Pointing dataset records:
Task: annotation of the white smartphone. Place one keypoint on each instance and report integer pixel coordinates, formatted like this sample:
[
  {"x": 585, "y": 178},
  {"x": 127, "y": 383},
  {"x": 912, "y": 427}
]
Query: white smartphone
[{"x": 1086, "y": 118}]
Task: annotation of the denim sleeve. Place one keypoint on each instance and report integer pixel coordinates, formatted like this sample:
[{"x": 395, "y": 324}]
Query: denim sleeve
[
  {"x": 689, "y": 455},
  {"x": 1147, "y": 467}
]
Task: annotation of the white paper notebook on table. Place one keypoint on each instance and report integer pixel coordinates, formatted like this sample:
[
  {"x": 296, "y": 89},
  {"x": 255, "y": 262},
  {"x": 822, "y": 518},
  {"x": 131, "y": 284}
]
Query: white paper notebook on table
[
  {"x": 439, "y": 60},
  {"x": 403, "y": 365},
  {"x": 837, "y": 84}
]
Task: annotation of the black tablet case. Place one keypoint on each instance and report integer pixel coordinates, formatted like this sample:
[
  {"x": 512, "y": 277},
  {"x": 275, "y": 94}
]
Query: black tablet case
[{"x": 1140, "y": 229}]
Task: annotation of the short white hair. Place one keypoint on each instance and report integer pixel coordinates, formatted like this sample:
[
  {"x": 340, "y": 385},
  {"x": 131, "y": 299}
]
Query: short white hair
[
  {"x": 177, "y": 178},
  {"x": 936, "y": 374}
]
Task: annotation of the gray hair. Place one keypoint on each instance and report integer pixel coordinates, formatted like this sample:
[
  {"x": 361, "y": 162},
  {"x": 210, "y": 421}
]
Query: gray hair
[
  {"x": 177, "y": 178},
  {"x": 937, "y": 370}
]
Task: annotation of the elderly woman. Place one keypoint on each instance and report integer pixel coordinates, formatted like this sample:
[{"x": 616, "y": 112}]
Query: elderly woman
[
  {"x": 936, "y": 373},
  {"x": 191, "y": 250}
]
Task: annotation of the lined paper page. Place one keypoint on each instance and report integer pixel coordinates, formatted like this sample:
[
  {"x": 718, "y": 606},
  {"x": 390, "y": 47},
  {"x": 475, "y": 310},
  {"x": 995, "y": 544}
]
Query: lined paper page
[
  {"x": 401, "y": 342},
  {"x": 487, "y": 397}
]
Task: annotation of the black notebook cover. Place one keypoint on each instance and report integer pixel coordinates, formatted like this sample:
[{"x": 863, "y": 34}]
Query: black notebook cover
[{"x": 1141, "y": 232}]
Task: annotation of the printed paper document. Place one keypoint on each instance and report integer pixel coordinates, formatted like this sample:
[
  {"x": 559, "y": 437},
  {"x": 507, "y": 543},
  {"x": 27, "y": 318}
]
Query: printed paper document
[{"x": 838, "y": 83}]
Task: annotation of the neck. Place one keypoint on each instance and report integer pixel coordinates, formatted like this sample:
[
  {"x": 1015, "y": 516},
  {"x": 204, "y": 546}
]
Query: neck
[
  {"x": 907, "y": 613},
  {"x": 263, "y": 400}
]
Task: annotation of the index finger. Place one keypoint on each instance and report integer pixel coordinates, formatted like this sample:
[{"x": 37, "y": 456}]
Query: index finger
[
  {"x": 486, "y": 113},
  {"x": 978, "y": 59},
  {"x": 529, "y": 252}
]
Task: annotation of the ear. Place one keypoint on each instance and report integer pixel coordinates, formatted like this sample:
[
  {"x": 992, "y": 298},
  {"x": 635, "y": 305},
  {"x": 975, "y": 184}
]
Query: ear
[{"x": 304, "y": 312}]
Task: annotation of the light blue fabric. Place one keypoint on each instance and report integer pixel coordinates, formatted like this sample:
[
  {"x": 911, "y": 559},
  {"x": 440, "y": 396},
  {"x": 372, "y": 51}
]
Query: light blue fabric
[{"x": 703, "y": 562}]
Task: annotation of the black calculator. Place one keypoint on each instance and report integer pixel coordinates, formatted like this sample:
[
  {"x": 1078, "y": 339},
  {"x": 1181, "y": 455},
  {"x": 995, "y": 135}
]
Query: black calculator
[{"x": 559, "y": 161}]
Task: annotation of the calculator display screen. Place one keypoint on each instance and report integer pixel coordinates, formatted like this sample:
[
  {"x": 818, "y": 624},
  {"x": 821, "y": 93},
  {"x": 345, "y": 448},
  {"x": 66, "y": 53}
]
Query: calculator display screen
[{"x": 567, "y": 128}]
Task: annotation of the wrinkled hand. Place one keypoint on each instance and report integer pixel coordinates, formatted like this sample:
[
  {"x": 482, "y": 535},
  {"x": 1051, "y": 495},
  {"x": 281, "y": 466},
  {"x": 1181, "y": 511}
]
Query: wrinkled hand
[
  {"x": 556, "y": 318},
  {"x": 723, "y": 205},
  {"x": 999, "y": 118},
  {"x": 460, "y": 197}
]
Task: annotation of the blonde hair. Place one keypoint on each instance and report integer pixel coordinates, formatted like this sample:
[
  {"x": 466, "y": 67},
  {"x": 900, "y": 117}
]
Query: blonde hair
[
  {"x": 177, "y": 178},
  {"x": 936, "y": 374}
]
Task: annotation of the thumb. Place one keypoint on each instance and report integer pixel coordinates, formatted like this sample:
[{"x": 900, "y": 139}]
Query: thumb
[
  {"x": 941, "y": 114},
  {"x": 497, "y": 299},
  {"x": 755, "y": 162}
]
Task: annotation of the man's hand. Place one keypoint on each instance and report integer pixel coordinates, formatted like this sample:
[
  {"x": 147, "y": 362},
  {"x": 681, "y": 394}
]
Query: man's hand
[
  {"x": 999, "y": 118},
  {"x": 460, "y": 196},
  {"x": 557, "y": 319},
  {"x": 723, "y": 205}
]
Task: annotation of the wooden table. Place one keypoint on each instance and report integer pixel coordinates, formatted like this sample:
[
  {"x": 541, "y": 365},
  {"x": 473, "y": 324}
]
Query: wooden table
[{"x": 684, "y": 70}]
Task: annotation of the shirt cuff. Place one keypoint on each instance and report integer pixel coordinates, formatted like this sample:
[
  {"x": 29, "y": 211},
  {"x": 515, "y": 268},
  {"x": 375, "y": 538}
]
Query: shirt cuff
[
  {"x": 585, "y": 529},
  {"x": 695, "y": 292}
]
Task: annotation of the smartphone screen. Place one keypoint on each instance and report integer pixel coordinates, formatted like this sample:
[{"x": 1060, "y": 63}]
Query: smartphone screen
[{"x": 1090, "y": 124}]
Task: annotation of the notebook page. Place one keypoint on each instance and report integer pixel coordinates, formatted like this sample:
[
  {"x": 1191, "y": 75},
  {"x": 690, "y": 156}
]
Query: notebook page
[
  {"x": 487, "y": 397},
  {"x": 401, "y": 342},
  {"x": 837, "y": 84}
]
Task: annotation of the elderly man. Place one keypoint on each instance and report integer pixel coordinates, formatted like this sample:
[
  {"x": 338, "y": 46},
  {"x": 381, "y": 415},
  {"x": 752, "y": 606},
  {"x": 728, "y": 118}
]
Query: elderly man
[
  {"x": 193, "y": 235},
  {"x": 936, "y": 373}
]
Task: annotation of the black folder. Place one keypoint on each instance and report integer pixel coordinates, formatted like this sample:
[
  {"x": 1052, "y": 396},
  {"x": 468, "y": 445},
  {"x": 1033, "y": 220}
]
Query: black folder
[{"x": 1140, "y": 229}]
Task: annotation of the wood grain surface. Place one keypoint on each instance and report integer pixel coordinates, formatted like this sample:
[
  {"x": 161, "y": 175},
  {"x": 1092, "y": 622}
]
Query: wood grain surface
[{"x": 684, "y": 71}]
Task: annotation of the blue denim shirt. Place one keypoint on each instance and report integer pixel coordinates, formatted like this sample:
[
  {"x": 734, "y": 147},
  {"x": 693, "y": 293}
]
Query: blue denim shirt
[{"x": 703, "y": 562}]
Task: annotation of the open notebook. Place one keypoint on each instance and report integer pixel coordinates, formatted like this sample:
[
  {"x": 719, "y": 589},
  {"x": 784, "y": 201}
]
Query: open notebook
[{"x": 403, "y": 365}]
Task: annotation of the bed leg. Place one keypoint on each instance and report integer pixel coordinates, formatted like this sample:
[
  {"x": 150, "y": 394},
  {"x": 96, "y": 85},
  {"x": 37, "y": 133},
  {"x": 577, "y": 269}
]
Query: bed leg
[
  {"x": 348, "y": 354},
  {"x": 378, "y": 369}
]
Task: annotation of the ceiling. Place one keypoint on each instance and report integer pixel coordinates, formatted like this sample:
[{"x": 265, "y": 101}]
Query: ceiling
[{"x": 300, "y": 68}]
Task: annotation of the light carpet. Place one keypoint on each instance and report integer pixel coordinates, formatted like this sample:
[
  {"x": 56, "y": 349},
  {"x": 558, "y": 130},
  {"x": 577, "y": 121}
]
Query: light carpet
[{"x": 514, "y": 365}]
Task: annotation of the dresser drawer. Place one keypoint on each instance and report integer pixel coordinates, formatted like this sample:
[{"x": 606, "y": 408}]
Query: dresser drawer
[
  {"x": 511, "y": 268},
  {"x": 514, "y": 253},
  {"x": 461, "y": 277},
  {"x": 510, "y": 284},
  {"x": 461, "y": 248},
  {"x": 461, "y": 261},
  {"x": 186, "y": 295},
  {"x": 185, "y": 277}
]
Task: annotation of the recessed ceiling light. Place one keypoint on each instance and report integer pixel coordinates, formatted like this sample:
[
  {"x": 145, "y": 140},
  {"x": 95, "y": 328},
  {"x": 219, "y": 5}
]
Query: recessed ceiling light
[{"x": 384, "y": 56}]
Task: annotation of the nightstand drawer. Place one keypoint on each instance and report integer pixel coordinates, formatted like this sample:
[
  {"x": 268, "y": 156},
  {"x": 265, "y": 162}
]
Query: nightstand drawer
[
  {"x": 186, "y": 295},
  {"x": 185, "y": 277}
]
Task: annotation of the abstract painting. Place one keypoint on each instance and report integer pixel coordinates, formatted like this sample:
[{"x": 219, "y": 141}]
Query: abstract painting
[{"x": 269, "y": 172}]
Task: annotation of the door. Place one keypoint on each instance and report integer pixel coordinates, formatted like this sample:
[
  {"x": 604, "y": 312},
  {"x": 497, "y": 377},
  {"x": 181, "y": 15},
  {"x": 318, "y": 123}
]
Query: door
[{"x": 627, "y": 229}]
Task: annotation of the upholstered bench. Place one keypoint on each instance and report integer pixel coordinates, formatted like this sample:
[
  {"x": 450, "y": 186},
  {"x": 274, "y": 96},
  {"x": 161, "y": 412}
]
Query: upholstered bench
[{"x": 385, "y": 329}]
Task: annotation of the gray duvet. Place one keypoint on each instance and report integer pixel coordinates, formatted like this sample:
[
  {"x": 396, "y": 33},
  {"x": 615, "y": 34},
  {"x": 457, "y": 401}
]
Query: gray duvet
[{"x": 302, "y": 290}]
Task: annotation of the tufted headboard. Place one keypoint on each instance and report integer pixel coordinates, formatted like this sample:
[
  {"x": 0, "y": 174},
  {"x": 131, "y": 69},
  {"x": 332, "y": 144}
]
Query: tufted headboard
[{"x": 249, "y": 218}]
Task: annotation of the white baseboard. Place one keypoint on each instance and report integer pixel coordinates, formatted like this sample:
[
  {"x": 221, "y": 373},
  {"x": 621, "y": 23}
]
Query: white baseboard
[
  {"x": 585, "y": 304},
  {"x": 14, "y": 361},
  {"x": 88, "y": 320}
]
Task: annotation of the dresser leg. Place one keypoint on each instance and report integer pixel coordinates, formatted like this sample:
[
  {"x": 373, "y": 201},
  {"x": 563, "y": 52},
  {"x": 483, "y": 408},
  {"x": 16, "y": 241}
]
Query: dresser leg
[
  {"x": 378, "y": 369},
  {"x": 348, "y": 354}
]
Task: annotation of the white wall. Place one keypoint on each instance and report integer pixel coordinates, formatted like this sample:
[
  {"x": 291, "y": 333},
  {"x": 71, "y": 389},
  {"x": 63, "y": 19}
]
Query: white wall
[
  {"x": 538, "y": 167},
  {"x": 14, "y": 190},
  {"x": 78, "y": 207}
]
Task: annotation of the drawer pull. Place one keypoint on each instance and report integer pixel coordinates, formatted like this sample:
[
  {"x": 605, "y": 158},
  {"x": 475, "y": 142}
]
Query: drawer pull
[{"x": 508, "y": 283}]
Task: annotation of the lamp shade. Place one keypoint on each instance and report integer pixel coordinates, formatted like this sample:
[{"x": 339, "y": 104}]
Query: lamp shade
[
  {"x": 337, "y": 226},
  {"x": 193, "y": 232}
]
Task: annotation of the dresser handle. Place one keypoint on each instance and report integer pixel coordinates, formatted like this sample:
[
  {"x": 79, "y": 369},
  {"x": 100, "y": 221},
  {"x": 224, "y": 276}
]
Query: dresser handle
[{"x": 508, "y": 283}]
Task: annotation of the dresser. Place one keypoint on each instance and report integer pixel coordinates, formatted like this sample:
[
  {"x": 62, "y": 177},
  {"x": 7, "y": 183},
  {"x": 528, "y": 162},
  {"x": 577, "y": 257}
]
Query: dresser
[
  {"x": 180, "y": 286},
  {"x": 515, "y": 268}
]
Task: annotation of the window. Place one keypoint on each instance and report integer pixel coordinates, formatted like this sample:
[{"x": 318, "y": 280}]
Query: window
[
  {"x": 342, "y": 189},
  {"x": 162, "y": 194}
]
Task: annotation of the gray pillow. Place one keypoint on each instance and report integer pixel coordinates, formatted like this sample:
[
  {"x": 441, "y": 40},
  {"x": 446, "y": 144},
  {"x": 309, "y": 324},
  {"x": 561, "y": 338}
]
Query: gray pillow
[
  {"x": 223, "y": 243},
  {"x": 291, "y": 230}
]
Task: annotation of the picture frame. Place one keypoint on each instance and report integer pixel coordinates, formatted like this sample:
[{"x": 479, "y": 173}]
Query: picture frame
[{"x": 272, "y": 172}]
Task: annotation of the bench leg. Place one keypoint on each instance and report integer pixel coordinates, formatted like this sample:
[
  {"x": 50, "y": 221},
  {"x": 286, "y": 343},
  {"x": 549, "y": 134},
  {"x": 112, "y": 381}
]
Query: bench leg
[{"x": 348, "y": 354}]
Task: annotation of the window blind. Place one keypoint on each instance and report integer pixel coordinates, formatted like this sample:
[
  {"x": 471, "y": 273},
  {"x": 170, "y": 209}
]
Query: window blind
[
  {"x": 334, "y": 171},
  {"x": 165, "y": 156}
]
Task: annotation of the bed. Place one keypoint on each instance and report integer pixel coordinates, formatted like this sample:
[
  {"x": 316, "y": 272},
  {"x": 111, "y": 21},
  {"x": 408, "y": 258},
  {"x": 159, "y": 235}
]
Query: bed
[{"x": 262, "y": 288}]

=== REQUIREMENTS ===
Repeat exactly the lines from the line containing "Task: annotation of the gray pillow." through the last line of the records above, including both, and nothing else.

=== RESULT OF THIS EXERCISE ===
Task: annotation of the gray pillow. Place one keypoint on each instance and report integer pixel coordinates, formatted like this sample:
[
  {"x": 441, "y": 40},
  {"x": 446, "y": 144},
  {"x": 309, "y": 324},
  {"x": 561, "y": 338}
]
Query: gray pillow
[
  {"x": 223, "y": 243},
  {"x": 291, "y": 230}
]
Task: annotation of the picture frame. Place one keypoint on each instance and report integer pixel coordinates, formatted like this sample:
[{"x": 479, "y": 173}]
Query: picture frame
[{"x": 272, "y": 172}]
Task: annotation of the bench leg. Place one keypoint on each instance and report integer pixel coordinates, formatted like this sample:
[
  {"x": 50, "y": 221},
  {"x": 286, "y": 343},
  {"x": 549, "y": 134},
  {"x": 112, "y": 381}
]
Query: bench leg
[{"x": 348, "y": 354}]
Task: annotation of the window blind. Place one keypoint on each instance and report integer pixel coordinates, formatted like this sample:
[
  {"x": 471, "y": 273},
  {"x": 170, "y": 209}
]
Query: window blind
[
  {"x": 334, "y": 171},
  {"x": 165, "y": 156}
]
Task: annotation of the bed. Place one keypoint on each instance and report integer pixel coordinates, formatted like this sample:
[
  {"x": 316, "y": 272},
  {"x": 111, "y": 21},
  {"x": 408, "y": 258},
  {"x": 159, "y": 235}
]
Query: bed
[{"x": 262, "y": 288}]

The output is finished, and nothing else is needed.